Quoted passage:

· · ·

If you have linear regression with a constant and k regressors, y=a+b1x_1+…bk.x_k+e and n data points
the White test tests the null that there is no link between the regressors and the error term. Thus it can help rule out a violation of the heteroscedasticity assumption of an Ordinary Least Squares model.
two-step process before the hypothesis test.
1) estimate the regression above
2) regress the fitted es on a constant, plus the regressors, their squares, and any cross products. This is like a ‘Weierstrass’ polynomial approximation of some unknown nonlinear function linking the regressors to the error term, ie postulating some link. ie will have the constant plus 2k+kC2 regressors plus its own error. Get the R^2 of this second regression, r^2_2
H(0): nonconstant terms all have zero intercepts in the second regression
Lagrange multiplier LM approach: nR^2_2 is approximately chi-squared with k(k+3)/2) degrees of freedom, k being the number of regressors.
reject if this is bigger than crit(LM) at alpha significance
What is multicollinearity, what are consequences and what is a tell for it?
Multicollinearity is present when some regressors are strongly correlated with one another.
If this is ‘perfect’ its strong and violates OLS assumptions, but is often present in real life in some weaker/imperfect sense
It can in extremis force biased estimates of slope coefficients. Even if this doesn’t happen it means estimates are noisier and may no longer be efficient
We suspect multicollinearity if F test stats are large (null of no explanatory power across the whole set rejected), yet individual T stats are weak. This is because when drilling down pre regressor, its hard to attribute explanatory power to any given regressor. This may be because the model has two many ‘similar’ regressors and could explain variation in the dependent variable and more cleanly with less regressors.
we can regress the suspected collinear variables on the other seemingly significant ones. Get the Variance Infltion Factors of these ‘junior’ regressions. If any of these VIFs are ‘excessive’ that’s a tell of which factors are problematic.
VIF = 1/(rj^2).
excessive if above 10, ie 90% of the variation in the suspected factor is explained by the other factors - ie collinearity.
What are consequences of Omitted variable bias?
- included variables may be correlated to it - so estiamtes end up biased / inconsistent.
- residuals larger since they still contain noise due to the missed explanatory factor
What if an irrelevant / extraneous regressor is included
This adds no information. Use the adjusted r^2 which penalises here;
r^2_adj = 1-adjustment*RSS/TSS
adjustment - (n-10/(n-k-1)
What is bias/variance trade-off when selecting variables?
when estimating parameters, bias/inconsistency means we miss the target on average.
variance/precision is noise around the expected number.
Sometimes, we tolerate a bias if we feel that the noise is smaller as a compromise in seek of improving odds of ‘hitting the target.’
Some Factors driving the tradeoff:
data quality,
sample size,
whether the bias will be ‘conservative’ (context)
what is general to specific model selection?
start large, include a lot and eliminate least individually significant. Repeat until we only have individually t significant ones
what is m-fold cross validation?
build some candidate models.
split data set into partition blocks
estiamte models using some of these (training set)
try to predict the other bit of the data (validation set)
repeat M times
select best performer
What is Cook’s distance?

· · ·

Record list:
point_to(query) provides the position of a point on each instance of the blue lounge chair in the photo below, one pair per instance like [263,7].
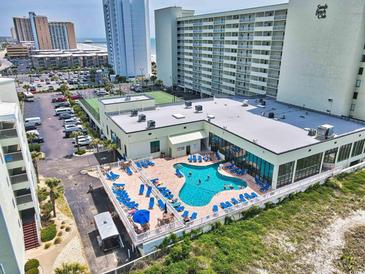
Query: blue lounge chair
[242,199]
[234,201]
[151,203]
[141,189]
[215,208]
[149,191]
[161,204]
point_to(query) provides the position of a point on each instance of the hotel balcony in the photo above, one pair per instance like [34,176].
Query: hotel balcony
[24,202]
[19,181]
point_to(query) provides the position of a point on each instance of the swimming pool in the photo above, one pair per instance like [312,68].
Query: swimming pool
[197,193]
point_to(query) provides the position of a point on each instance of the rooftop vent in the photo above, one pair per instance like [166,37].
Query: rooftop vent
[188,104]
[134,112]
[151,124]
[178,116]
[198,108]
[325,132]
[141,118]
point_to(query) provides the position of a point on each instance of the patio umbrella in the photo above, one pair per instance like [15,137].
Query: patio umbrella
[141,216]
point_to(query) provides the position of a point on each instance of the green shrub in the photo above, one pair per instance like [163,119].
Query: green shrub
[32,271]
[31,263]
[58,240]
[35,147]
[80,152]
[48,233]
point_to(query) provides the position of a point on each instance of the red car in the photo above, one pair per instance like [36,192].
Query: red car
[58,99]
[76,97]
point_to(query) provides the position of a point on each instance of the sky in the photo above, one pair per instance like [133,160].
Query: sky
[87,15]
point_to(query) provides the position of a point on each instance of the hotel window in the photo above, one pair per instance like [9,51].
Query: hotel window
[285,174]
[308,166]
[358,148]
[155,146]
[344,153]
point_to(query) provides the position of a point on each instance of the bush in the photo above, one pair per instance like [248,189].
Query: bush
[58,240]
[48,233]
[32,271]
[31,263]
[35,147]
[80,152]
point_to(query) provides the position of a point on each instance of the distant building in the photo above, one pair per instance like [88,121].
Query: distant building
[62,35]
[45,35]
[68,58]
[19,211]
[23,29]
[128,36]
[17,51]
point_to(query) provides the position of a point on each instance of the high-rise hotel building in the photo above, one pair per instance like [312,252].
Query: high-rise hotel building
[19,212]
[235,52]
[305,53]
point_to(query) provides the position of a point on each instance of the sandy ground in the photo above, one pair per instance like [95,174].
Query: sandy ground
[331,243]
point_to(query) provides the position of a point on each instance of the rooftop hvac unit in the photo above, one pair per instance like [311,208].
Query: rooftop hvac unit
[141,118]
[325,132]
[151,124]
[134,112]
[188,104]
[198,108]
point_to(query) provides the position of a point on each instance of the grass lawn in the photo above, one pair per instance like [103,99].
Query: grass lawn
[162,97]
[275,239]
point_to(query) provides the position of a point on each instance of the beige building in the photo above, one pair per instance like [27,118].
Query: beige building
[23,30]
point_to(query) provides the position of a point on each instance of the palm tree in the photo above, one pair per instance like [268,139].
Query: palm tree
[76,135]
[71,268]
[55,190]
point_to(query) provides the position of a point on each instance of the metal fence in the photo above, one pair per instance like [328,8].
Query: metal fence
[206,223]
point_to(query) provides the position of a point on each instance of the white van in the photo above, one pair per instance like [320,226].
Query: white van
[33,121]
[58,111]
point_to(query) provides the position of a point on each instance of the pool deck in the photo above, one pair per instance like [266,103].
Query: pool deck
[165,172]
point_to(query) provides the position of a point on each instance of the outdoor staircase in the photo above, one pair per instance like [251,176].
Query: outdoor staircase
[30,235]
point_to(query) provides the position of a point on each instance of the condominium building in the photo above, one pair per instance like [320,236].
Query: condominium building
[23,29]
[40,30]
[19,213]
[128,36]
[235,52]
[62,35]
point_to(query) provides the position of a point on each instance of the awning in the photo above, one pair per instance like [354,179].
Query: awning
[105,225]
[188,137]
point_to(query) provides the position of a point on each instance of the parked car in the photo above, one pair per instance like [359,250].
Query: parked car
[58,99]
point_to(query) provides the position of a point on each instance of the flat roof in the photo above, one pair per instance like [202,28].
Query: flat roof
[277,135]
[118,100]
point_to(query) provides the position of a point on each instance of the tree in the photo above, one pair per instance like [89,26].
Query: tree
[76,135]
[55,190]
[71,268]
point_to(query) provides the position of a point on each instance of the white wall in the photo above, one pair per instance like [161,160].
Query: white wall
[321,56]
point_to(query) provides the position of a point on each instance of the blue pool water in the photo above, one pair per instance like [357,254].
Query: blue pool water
[195,194]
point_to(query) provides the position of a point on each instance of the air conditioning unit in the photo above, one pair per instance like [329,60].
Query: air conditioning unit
[325,132]
[188,104]
[134,112]
[151,124]
[198,108]
[141,118]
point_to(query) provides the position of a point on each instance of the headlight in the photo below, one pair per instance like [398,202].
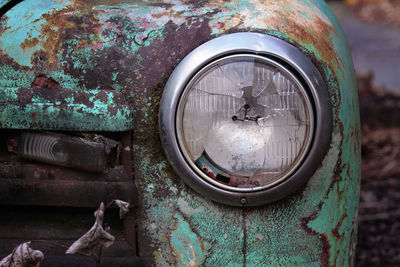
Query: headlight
[244,118]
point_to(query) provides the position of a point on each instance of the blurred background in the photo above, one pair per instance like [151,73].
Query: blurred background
[373,31]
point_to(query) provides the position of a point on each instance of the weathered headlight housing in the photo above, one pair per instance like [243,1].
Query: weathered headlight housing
[245,119]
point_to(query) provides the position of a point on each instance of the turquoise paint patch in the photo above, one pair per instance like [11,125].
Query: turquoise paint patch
[4,2]
[185,244]
[25,22]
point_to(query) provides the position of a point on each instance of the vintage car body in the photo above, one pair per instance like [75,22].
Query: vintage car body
[119,54]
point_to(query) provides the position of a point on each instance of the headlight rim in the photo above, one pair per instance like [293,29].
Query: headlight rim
[266,46]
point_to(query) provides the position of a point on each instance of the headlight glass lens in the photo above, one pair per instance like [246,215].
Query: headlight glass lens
[244,122]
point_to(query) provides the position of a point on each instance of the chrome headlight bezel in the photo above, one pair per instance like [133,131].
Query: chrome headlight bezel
[273,50]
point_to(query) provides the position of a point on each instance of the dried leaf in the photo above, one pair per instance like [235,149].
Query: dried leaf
[94,238]
[123,208]
[23,256]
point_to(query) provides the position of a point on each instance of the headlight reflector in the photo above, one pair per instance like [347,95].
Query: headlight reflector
[244,122]
[246,119]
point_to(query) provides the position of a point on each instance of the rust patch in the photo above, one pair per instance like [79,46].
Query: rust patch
[319,37]
[325,253]
[29,43]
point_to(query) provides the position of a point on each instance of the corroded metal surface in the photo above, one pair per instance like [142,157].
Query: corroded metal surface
[132,47]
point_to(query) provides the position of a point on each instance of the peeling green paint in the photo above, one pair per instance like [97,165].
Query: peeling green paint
[131,47]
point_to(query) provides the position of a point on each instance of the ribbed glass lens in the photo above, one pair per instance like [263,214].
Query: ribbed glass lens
[244,122]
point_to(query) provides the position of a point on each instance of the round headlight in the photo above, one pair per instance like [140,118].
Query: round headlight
[245,119]
[244,122]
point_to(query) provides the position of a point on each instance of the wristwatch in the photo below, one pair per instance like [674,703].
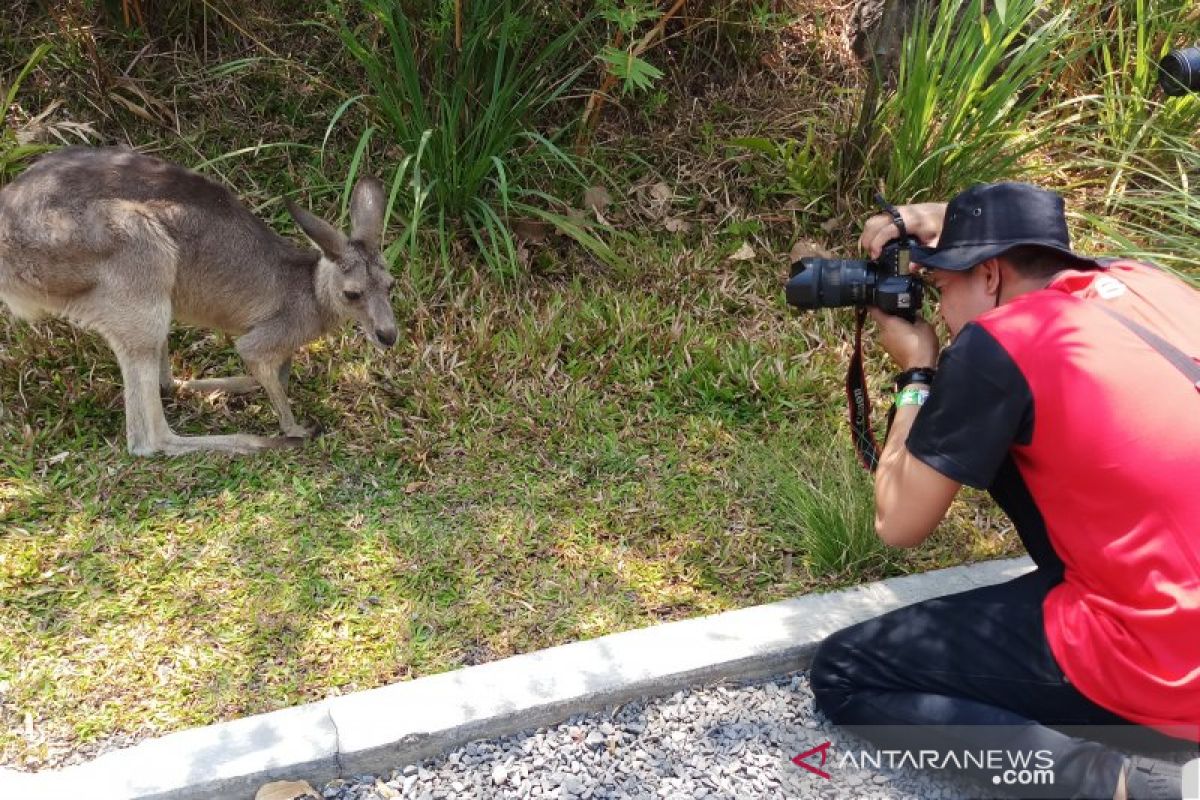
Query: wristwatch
[915,376]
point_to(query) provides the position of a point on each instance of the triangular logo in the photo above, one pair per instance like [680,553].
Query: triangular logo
[801,761]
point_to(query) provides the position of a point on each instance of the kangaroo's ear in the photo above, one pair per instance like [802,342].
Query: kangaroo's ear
[366,212]
[329,239]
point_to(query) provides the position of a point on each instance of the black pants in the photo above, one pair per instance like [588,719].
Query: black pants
[975,671]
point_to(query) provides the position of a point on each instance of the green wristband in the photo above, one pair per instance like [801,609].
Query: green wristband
[912,396]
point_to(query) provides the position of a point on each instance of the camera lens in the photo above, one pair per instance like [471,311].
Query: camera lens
[831,283]
[1179,72]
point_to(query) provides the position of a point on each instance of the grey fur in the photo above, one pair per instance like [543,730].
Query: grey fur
[120,242]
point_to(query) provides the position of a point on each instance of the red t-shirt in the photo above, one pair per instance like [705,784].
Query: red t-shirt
[1104,434]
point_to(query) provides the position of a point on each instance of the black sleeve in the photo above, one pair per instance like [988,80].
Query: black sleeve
[978,407]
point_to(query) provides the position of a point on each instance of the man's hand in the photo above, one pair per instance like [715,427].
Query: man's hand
[923,221]
[910,344]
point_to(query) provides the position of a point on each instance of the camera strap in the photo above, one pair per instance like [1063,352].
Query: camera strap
[859,402]
[857,398]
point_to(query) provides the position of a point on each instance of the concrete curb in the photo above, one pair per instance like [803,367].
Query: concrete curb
[383,728]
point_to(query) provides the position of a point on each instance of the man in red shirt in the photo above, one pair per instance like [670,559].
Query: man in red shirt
[1089,438]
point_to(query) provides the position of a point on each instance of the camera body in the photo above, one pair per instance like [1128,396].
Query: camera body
[883,282]
[1179,72]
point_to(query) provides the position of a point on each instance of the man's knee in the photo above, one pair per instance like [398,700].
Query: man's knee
[832,673]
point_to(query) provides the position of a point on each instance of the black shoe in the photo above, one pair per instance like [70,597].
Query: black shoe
[1150,779]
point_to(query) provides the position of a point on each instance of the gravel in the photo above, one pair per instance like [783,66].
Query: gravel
[732,741]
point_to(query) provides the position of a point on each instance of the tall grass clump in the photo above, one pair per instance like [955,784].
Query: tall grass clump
[969,88]
[462,89]
[1135,149]
[820,504]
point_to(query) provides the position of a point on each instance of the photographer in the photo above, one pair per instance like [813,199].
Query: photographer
[1089,439]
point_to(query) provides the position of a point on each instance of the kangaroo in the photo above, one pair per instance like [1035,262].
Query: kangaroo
[120,244]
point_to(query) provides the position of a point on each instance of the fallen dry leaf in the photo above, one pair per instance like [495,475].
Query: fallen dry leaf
[287,791]
[743,253]
[808,250]
[532,230]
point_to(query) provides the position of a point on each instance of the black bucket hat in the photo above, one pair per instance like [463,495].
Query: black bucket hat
[990,218]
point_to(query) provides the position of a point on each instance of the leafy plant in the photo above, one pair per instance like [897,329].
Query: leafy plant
[12,150]
[625,62]
[1139,148]
[969,86]
[461,90]
[807,170]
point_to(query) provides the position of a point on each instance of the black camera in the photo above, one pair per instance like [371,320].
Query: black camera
[885,282]
[1179,72]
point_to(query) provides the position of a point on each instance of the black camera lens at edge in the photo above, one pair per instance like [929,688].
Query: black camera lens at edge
[1179,72]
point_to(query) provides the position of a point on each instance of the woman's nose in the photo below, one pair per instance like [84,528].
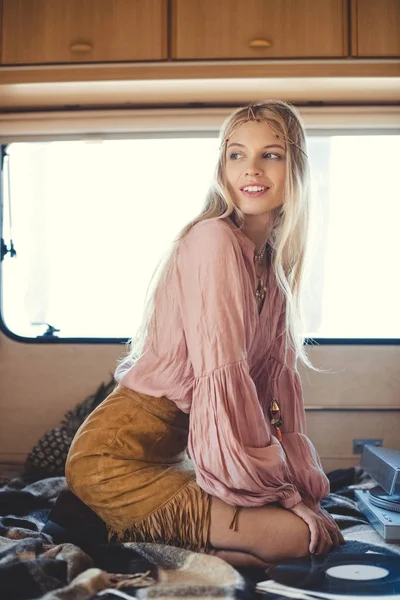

· · ·

Problem requirements: Reproduce word for word the part of the econometrics notes that opens with the words containing "we can regress" and closes with "factors are problematic.".

Exercise output:
we can regress the suspected collinear variables on the other seemingly significant ones. Get the Variance Infltion Factors of these ‘junior’ regressions. If any of these VIFs are ‘excessive’ that’s a tell of which factors are problematic.